[TEXT BLOCK — start]

Planning
Planning adds a two-phase execution pattern to any agent: a planner agent runs first to produce a step-by-step plan, then the executor agent carries out that plan. This separation improves task dec...
Planning adds a two-phase execution pattern to any agent: a planner agent runs first to produce a step-by-step plan, then the executor agent carries out that plan. This separation improves task decomposition, lets you use a cheaper model for planning, and keeps the executor focused on execution rather than strategy.
Basic Usage
Enable planning by setting planning_enabled=True on the agent:
from exo import Agent, run
agent = Agent(
name="researcher",
model="openai:gpt-4o",
instructions="You are a thorough research assistant.",
tools=[search, summarize],
planning_enabled=True,
)
result = await run(agent, "Compare React vs Svelte for a new project")When the agent runs, the runtime automatically creates an ephemeral planner agent, runs it on the same input, extracts the plan text, and injects it into the executor’s context before the main run begins.

[TEXT BLOCK — finish]
[SUPPLIED MATERIAL — start]

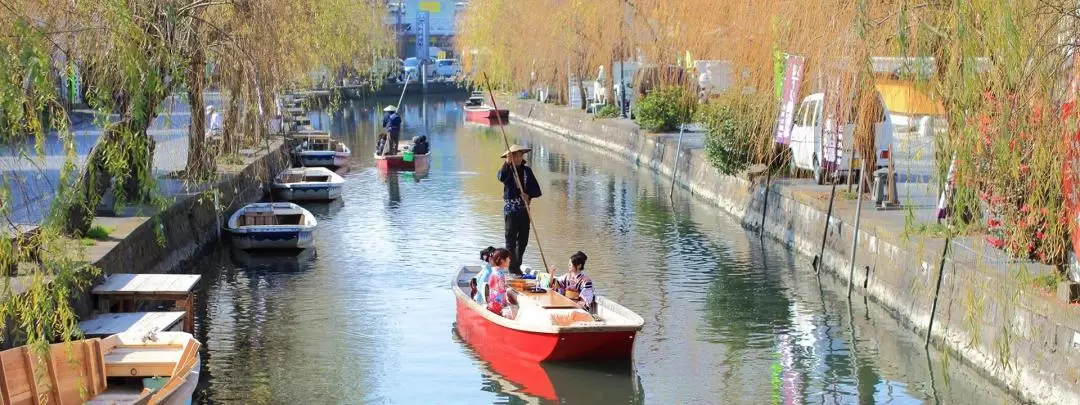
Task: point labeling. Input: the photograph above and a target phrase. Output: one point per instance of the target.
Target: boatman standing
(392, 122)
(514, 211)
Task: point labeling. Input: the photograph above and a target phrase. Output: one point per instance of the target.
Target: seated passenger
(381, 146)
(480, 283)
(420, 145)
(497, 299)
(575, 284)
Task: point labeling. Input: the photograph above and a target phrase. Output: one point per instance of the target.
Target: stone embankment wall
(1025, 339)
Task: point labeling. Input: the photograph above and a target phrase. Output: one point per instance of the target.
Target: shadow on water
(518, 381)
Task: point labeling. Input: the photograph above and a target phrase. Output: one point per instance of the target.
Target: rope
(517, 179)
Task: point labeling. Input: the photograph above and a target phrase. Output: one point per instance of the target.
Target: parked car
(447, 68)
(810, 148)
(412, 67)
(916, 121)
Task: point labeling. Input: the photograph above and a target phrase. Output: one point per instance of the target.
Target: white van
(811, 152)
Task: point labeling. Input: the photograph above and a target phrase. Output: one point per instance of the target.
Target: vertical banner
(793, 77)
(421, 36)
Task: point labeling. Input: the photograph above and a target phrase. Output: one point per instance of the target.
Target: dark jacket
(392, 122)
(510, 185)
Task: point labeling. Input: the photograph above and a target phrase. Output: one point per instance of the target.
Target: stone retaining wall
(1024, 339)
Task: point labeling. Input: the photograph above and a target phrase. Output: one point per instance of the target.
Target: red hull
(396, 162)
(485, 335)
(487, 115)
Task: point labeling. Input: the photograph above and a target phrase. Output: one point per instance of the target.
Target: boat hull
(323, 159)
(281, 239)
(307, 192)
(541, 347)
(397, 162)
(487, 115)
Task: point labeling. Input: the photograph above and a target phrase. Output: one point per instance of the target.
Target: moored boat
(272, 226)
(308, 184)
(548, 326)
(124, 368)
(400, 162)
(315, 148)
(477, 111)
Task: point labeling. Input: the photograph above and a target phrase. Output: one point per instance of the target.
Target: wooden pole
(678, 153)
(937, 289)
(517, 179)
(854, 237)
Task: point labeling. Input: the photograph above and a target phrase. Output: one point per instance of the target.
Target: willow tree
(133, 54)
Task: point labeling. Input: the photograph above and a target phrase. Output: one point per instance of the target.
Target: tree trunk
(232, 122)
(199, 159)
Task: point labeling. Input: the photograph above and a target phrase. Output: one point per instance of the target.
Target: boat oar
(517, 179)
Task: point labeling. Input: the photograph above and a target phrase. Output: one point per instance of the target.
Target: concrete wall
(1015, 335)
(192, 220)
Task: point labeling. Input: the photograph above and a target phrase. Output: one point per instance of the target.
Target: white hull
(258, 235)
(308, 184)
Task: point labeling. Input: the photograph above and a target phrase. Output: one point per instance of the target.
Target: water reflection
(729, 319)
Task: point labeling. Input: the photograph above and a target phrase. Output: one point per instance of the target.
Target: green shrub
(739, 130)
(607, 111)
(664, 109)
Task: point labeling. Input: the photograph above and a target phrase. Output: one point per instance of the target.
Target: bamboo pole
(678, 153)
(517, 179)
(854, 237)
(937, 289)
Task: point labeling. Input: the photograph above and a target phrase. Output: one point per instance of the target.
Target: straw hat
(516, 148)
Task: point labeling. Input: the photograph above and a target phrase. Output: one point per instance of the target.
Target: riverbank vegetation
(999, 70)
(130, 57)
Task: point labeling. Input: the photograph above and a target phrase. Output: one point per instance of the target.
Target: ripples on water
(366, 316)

[SUPPLIED MATERIAL — finish]
[SUPPLIED MATERIAL — start]

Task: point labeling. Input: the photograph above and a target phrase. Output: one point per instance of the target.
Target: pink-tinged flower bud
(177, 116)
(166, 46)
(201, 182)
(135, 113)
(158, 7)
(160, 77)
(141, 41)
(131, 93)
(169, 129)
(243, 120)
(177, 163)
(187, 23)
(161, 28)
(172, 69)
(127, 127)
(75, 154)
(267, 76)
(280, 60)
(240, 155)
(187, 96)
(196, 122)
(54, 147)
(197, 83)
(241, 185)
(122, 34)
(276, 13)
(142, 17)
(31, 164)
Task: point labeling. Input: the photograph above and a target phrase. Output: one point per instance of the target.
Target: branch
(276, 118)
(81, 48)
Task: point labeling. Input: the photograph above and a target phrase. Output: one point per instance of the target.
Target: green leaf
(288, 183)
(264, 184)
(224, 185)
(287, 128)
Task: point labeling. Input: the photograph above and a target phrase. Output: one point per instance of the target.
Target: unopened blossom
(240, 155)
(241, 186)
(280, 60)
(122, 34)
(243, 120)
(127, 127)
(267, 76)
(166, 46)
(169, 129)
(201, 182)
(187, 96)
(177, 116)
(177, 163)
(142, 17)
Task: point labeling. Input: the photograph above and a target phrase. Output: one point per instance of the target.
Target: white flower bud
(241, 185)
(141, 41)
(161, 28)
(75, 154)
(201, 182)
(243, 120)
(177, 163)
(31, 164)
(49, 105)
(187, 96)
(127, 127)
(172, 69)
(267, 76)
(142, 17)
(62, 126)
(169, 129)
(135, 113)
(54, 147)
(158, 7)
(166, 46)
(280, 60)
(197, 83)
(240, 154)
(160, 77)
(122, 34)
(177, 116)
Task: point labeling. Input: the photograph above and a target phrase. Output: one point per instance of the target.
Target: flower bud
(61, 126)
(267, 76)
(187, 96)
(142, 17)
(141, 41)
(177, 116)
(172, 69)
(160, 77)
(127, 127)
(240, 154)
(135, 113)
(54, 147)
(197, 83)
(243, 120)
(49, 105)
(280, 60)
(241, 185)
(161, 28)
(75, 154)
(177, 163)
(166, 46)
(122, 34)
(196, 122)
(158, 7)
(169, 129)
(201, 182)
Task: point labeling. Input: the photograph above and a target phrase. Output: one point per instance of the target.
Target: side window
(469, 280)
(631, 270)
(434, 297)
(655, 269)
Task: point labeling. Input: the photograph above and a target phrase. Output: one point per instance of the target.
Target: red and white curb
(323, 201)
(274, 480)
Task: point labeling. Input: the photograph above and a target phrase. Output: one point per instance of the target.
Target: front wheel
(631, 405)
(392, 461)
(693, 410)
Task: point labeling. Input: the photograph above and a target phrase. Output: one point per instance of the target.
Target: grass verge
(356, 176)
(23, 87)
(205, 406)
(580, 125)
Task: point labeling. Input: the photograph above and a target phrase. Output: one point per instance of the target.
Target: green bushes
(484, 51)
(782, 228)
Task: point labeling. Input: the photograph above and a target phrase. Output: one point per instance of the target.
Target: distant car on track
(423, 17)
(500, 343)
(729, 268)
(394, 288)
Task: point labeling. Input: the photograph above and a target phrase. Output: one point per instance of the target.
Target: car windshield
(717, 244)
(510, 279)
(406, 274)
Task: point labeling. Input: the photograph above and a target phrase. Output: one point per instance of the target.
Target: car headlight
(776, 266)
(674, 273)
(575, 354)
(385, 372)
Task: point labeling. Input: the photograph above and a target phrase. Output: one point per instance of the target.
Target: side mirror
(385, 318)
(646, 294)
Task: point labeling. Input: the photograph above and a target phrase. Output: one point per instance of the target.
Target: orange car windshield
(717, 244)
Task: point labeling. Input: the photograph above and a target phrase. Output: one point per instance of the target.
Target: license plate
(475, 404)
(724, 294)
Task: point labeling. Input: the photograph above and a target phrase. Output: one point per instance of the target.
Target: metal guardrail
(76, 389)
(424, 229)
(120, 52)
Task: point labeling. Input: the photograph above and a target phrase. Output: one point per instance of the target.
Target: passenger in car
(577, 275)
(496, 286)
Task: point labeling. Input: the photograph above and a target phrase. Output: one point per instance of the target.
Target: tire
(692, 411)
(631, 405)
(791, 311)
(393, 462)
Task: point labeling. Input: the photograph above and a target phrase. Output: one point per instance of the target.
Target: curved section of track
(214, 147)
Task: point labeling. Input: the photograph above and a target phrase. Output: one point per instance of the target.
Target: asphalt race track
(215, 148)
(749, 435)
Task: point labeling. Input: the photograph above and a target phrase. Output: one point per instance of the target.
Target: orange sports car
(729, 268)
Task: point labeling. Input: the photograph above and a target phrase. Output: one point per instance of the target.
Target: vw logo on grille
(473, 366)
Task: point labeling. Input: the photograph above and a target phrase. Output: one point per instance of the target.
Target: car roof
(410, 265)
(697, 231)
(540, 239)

[SUPPLIED MATERIAL — finish]
[SUPPLIED MATERIAL — start]

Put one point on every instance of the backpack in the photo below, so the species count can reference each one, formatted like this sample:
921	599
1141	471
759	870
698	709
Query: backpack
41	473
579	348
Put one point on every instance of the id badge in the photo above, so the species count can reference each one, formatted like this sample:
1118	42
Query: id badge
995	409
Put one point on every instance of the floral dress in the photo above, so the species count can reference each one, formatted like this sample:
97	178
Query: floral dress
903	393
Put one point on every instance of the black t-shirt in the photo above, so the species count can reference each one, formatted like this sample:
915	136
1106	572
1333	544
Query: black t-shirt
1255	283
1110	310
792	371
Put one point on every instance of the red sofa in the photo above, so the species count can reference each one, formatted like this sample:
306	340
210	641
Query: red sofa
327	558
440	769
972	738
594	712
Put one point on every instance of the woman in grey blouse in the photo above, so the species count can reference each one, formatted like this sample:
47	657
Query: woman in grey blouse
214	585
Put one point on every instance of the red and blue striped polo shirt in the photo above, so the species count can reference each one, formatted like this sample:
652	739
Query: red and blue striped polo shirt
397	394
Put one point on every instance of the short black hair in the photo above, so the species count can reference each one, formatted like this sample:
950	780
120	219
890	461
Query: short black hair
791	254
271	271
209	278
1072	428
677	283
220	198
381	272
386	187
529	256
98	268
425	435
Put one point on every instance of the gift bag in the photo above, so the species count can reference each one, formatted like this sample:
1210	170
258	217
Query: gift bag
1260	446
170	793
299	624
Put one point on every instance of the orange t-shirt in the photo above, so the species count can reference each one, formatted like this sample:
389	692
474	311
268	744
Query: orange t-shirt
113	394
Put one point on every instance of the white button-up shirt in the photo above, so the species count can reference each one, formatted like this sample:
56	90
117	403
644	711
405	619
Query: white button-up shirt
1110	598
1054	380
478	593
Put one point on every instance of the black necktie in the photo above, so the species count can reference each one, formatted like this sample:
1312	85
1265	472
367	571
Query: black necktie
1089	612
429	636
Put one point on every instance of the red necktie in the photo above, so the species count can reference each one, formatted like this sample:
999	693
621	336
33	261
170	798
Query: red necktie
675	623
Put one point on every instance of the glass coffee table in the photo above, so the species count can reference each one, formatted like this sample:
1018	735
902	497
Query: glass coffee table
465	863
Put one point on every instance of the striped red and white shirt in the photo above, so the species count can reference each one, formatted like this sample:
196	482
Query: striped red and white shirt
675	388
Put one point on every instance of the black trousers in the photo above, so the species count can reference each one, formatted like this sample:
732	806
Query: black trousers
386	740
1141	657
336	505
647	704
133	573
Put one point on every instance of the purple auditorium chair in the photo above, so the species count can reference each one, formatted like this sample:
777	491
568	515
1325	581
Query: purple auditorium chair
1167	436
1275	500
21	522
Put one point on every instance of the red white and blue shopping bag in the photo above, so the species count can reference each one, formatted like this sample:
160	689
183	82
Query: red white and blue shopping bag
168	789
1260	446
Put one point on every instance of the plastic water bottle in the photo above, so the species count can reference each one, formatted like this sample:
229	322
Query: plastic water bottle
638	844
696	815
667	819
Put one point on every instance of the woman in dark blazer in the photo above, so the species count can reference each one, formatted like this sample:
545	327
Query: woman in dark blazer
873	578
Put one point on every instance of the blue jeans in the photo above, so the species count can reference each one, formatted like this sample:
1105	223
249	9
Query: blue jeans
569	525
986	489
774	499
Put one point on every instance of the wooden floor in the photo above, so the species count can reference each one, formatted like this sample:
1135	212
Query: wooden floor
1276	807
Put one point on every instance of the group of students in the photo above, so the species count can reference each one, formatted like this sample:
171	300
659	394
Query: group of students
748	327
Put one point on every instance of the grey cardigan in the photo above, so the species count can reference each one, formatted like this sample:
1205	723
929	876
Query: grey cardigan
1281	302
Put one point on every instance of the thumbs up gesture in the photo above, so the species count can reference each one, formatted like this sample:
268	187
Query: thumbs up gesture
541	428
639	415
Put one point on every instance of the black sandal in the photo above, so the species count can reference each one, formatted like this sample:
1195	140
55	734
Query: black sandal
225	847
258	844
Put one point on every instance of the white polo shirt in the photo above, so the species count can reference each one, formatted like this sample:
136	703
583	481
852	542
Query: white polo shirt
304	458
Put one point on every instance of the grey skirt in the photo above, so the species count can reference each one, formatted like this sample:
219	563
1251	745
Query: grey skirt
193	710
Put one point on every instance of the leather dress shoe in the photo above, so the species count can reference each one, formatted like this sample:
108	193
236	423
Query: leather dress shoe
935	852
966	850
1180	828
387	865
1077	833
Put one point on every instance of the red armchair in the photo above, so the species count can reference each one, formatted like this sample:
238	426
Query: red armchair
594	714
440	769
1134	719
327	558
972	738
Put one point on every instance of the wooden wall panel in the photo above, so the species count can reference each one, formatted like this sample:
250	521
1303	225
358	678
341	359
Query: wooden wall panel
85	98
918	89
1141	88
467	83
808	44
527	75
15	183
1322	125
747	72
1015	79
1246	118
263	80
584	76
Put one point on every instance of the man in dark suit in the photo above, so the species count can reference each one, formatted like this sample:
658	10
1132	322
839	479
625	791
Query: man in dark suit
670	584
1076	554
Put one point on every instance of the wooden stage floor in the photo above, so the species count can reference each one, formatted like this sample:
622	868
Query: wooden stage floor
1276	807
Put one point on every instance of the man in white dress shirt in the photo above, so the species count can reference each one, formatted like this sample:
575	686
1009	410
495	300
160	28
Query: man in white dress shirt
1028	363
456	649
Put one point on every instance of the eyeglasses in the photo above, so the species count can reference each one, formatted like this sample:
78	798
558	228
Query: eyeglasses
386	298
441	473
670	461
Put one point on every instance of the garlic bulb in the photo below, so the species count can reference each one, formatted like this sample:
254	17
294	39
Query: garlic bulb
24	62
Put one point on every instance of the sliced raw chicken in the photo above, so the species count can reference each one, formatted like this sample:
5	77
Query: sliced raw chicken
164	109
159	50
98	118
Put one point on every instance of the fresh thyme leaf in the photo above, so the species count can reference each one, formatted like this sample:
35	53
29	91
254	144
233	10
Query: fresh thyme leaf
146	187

[SUPPLIED MATERIAL — finish]

**TASK TO COMPLETE:**
Write out the full text on agent planning word for word.

**EXPECTED ANSWER:**
Planning
Planning adds a two-phase execution pattern to any agent: a planner agent runs first to produce a step-by-step plan, then the executor agent carries out that plan. This separation improves task dec...
Planning adds a two-phase execution pattern to any agent: a planner agent runs first to produce a step-by-step plan, then the executor agent carries out that plan. This separation improves task decomposition, lets you use a cheaper model for planning, and keeps the executor focused on execution rather than strategy.
Basic Usage
Enable planning by setting planning_enabled=True on the agent:
from exo import Agent, run
agent = Agent(
name="researcher",
model="openai:gpt-4o",
instructions="You are a thorough research assistant.",
tools=[search, summarize],
planning_enabled=True,
)
result = await run(agent, "Compare React vs Svelte for a new project")When the agent runs, the runtime automatically creates an ephemeral planner agent, runs it on the same input, extracts the plan text, and injects it into the executor’s context before the main run begins.